TASK BRIEF: In the article on smart home updates, which standard is Samsung's Digital Home Key built on?

DOCUMENT SEGMENT:
==================================================

Two of the biggest names in consumer tech rolled out significant smart home updates this week, addressing long-standing user complaints and expanding the ways we interact with our connected homes.
Google released a sweeping update to its Home platform, tackling the voice command reliability issues that have frustrated users since Gemini replaced the original Google Assistant. The most notable fix: saying "turn off the kitchen" now correctly targets only lights, no longer accidentally shutting down plugs and unassigned devices in the room.
The update also addresses Gemini's habit of cutting users off mid-sentence, with Google confirming it has "significantly reduced" premature conversation endings. Daily staples like timers, reminders, and notes now work more reliably, and user-created routines trigger consistently.
Premium subscribers get a standout new feature: Live Search for Nest cameras, allowing you to ask Gemini to find specific moments in your camera footage. The Nest x Yale Lock integration has also graduated from public preview to general availability, and new automation triggers now support security system states, device plug-in detection, and Pixel Tablet docking events.
Samsung announced Digital Home Key, a new Samsung Wallet feature that lets Galaxy users unlock compatible smart door locks with their phone. Built on the Aliro standard developed by the Connectivity Standards Alliance, the feature brings the same tap-to-unlock convenience that Samsung already offers for cars to the front door.
Aliro is significant because it's an industry-wide standard, meaning Digital Home Key should work across lock manufacturers rather than requiring Samsung-specific hardware. This mirrors the interoperability push that Matter brought to the broader smart home market and could accelerate the decline of proprietary lock apps.
Both updates reflect the smart home industry's shift from adding features to making existing ones actually work well. Google's focus on fixing voice command basics and Samsung's adoption of an open standard over a proprietary solution suggest the industry is maturing past its "move fast and break things" phase into one where reliability and interoperability matter most.

==================================================

SUPPLIED INFORMATION:
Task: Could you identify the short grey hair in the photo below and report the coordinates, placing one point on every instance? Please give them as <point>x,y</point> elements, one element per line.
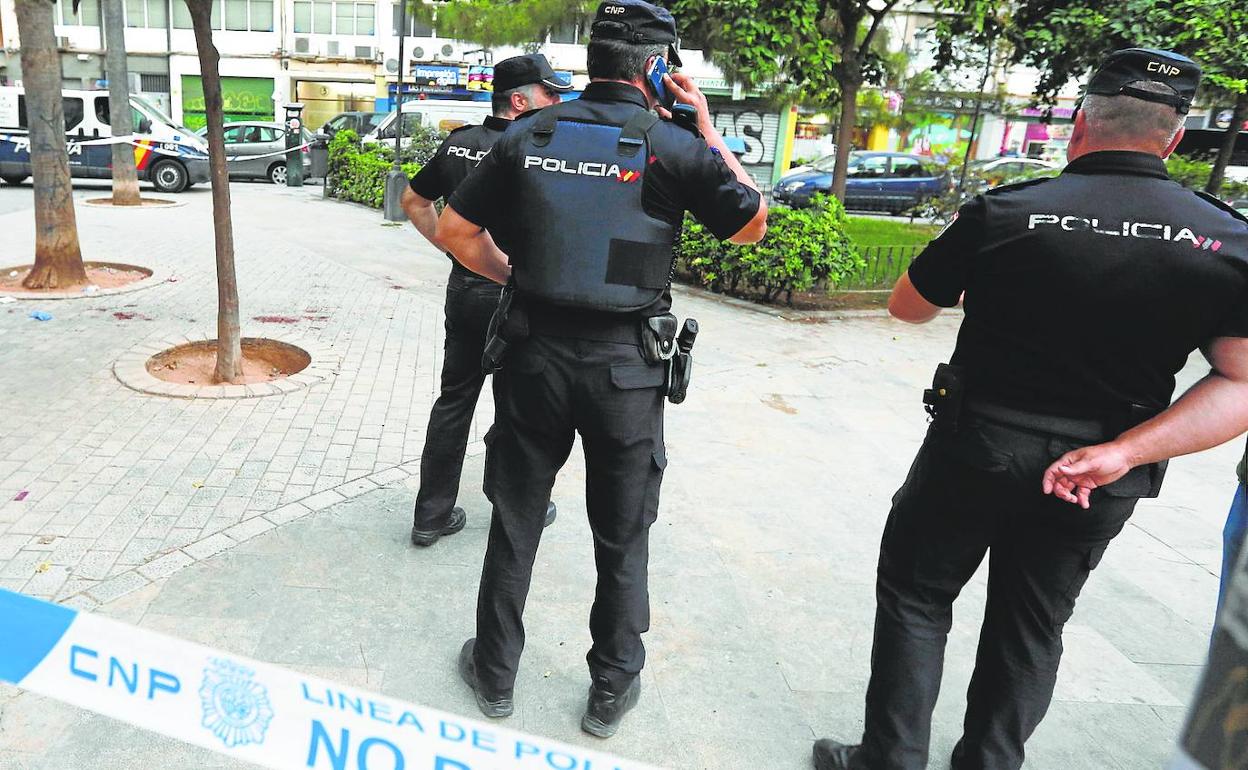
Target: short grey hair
<point>501,102</point>
<point>1126,117</point>
<point>608,59</point>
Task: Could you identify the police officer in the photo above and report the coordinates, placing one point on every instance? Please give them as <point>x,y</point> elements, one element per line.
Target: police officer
<point>584,202</point>
<point>1083,295</point>
<point>521,84</point>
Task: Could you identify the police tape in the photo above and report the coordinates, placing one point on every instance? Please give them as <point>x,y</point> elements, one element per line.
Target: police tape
<point>250,710</point>
<point>23,141</point>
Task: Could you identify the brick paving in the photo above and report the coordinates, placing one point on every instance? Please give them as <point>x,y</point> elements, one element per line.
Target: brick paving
<point>277,527</point>
<point>120,488</point>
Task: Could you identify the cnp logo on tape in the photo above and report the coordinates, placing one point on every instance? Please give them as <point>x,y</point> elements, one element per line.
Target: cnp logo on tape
<point>252,710</point>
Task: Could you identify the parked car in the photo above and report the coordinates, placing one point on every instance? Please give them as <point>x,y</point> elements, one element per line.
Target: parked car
<point>1006,170</point>
<point>360,122</point>
<point>256,150</point>
<point>877,181</point>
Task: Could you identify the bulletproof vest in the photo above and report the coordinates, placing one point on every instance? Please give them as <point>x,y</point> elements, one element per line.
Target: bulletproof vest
<point>585,240</point>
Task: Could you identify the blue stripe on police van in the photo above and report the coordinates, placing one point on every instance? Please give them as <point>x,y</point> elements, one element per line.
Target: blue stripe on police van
<point>29,629</point>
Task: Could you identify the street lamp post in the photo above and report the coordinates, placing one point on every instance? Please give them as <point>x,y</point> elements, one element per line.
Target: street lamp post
<point>396,181</point>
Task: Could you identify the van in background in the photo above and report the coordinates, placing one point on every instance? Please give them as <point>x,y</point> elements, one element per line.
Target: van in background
<point>167,155</point>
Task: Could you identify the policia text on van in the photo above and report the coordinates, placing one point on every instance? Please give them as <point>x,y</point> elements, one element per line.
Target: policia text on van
<point>167,155</point>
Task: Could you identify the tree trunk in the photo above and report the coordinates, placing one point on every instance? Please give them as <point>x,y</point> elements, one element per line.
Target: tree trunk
<point>229,336</point>
<point>58,255</point>
<point>850,86</point>
<point>1228,145</point>
<point>125,177</point>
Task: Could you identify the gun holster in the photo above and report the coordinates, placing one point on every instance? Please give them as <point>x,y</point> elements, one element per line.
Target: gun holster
<point>680,367</point>
<point>944,399</point>
<point>659,338</point>
<point>509,323</point>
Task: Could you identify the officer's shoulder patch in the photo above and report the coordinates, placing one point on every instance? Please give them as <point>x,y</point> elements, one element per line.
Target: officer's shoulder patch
<point>1214,200</point>
<point>1014,186</point>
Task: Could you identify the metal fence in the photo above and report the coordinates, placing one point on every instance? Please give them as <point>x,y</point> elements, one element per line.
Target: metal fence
<point>884,266</point>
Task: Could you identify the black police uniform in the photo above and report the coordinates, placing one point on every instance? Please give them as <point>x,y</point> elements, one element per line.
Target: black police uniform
<point>471,300</point>
<point>1083,296</point>
<point>580,370</point>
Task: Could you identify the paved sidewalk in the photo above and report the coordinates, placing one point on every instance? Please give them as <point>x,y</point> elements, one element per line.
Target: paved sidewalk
<point>781,466</point>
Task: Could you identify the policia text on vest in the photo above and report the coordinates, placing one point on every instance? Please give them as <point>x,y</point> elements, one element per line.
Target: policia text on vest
<point>580,205</point>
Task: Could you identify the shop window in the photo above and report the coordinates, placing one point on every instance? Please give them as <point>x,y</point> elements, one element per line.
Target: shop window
<point>86,15</point>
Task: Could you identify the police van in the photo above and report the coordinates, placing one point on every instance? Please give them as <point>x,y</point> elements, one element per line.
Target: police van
<point>169,156</point>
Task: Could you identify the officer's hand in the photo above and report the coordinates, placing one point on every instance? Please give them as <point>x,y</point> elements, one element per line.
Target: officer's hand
<point>688,92</point>
<point>1073,476</point>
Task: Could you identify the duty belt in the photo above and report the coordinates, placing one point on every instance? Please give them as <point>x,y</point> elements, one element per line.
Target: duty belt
<point>582,325</point>
<point>1085,429</point>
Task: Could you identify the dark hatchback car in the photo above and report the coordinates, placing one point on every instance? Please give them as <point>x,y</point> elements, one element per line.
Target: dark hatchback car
<point>360,122</point>
<point>877,181</point>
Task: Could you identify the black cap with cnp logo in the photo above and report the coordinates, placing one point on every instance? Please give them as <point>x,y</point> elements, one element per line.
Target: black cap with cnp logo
<point>1132,65</point>
<point>524,70</point>
<point>637,21</point>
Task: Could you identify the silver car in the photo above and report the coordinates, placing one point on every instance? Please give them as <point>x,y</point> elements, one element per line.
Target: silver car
<point>256,150</point>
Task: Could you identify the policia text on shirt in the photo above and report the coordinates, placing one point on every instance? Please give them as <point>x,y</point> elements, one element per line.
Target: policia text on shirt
<point>1083,295</point>
<point>589,337</point>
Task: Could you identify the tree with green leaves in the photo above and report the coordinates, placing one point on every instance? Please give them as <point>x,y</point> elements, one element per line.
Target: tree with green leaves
<point>821,51</point>
<point>1066,39</point>
<point>1216,33</point>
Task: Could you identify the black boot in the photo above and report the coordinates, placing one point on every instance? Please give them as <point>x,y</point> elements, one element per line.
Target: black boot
<point>491,704</point>
<point>833,755</point>
<point>428,537</point>
<point>605,709</point>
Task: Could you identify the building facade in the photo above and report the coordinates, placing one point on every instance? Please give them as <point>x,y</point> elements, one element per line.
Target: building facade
<point>336,56</point>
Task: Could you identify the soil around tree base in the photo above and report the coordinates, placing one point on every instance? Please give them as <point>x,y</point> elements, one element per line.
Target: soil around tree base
<point>145,202</point>
<point>195,363</point>
<point>101,275</point>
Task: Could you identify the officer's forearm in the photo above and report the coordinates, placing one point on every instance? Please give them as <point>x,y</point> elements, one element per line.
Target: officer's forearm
<point>1213,411</point>
<point>481,255</point>
<point>716,142</point>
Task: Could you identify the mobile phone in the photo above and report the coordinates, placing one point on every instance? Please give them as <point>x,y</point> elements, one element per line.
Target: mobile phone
<point>660,91</point>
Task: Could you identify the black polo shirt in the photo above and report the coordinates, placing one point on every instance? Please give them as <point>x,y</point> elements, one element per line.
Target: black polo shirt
<point>459,154</point>
<point>1088,292</point>
<point>683,175</point>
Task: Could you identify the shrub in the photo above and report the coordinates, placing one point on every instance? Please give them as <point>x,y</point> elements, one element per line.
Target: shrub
<point>357,172</point>
<point>1193,172</point>
<point>803,248</point>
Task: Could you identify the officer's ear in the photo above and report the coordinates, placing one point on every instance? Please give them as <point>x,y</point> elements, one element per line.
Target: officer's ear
<point>1173,145</point>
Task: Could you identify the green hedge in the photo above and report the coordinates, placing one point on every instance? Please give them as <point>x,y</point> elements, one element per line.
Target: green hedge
<point>804,248</point>
<point>357,172</point>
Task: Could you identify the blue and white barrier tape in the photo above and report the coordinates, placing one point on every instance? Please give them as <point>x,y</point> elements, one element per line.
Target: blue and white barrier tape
<point>250,710</point>
<point>23,142</point>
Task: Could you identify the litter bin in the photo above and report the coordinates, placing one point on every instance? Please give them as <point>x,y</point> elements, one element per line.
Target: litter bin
<point>318,156</point>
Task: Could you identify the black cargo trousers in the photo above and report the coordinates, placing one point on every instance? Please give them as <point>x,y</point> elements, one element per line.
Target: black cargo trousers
<point>471,301</point>
<point>969,493</point>
<point>550,388</point>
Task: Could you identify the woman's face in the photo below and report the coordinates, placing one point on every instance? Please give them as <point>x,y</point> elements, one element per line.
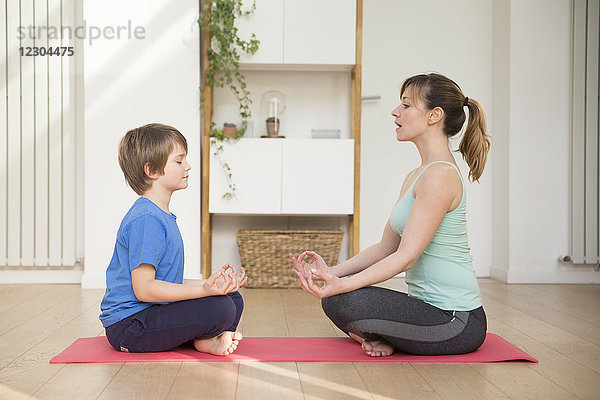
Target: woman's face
<point>410,117</point>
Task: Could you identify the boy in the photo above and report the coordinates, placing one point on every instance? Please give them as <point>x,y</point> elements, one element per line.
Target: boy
<point>147,307</point>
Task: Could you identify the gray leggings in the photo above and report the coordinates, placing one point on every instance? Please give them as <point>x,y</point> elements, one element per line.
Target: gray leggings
<point>409,324</point>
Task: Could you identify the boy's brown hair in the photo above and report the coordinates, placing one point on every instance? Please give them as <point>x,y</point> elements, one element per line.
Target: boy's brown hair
<point>149,144</point>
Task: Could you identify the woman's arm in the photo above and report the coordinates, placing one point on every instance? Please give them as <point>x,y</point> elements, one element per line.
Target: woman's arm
<point>148,289</point>
<point>433,198</point>
<point>387,245</point>
<point>369,256</point>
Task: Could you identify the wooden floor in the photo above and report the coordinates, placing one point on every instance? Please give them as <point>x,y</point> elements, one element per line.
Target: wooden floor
<point>557,324</point>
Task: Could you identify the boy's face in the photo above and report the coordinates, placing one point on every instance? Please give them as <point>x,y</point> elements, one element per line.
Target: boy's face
<point>176,170</point>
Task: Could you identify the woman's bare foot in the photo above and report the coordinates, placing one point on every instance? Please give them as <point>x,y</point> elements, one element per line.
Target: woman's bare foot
<point>356,337</point>
<point>220,345</point>
<point>377,348</point>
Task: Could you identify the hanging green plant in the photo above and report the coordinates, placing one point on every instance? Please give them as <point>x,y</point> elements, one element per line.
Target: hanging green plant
<point>218,17</point>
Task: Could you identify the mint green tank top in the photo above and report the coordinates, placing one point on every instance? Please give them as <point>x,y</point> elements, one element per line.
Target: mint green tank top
<point>443,275</point>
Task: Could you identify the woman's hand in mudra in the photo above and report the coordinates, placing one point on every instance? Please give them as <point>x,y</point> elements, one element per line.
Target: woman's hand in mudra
<point>305,267</point>
<point>331,283</point>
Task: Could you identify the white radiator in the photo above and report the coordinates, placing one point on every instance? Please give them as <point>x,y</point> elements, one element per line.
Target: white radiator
<point>585,208</point>
<point>38,204</point>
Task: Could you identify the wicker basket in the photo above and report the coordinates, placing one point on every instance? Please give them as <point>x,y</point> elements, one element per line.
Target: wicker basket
<point>265,254</point>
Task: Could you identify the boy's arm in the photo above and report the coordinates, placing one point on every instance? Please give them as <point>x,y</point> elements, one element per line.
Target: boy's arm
<point>148,289</point>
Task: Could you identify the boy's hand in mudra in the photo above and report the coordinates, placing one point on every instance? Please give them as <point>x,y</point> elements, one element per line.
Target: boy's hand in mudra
<point>223,282</point>
<point>305,267</point>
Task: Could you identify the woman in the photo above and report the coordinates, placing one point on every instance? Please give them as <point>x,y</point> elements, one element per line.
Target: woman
<point>426,237</point>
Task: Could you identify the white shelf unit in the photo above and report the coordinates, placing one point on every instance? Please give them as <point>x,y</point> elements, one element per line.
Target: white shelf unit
<point>285,177</point>
<point>310,51</point>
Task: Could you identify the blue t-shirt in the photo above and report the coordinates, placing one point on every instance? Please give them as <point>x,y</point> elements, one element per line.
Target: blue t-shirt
<point>147,235</point>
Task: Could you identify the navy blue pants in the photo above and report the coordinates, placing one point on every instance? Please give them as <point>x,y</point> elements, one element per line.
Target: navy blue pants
<point>163,327</point>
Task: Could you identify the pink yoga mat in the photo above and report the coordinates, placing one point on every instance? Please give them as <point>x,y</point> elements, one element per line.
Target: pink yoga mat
<point>274,349</point>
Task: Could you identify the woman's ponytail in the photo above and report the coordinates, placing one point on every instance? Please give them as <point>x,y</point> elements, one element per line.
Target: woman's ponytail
<point>475,143</point>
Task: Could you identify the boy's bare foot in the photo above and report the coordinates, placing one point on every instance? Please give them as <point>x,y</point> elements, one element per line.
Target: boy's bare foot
<point>220,345</point>
<point>377,348</point>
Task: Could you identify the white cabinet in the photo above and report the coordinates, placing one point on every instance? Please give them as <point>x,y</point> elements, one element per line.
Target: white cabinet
<point>301,32</point>
<point>267,24</point>
<point>318,176</point>
<point>285,176</point>
<point>256,170</point>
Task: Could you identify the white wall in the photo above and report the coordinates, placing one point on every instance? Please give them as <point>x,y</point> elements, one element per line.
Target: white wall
<point>401,39</point>
<point>128,83</point>
<point>539,103</point>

==================================================

WRITTEN RESPONSE: The Aliro standard, developed by the Connectivity Standards Alliance.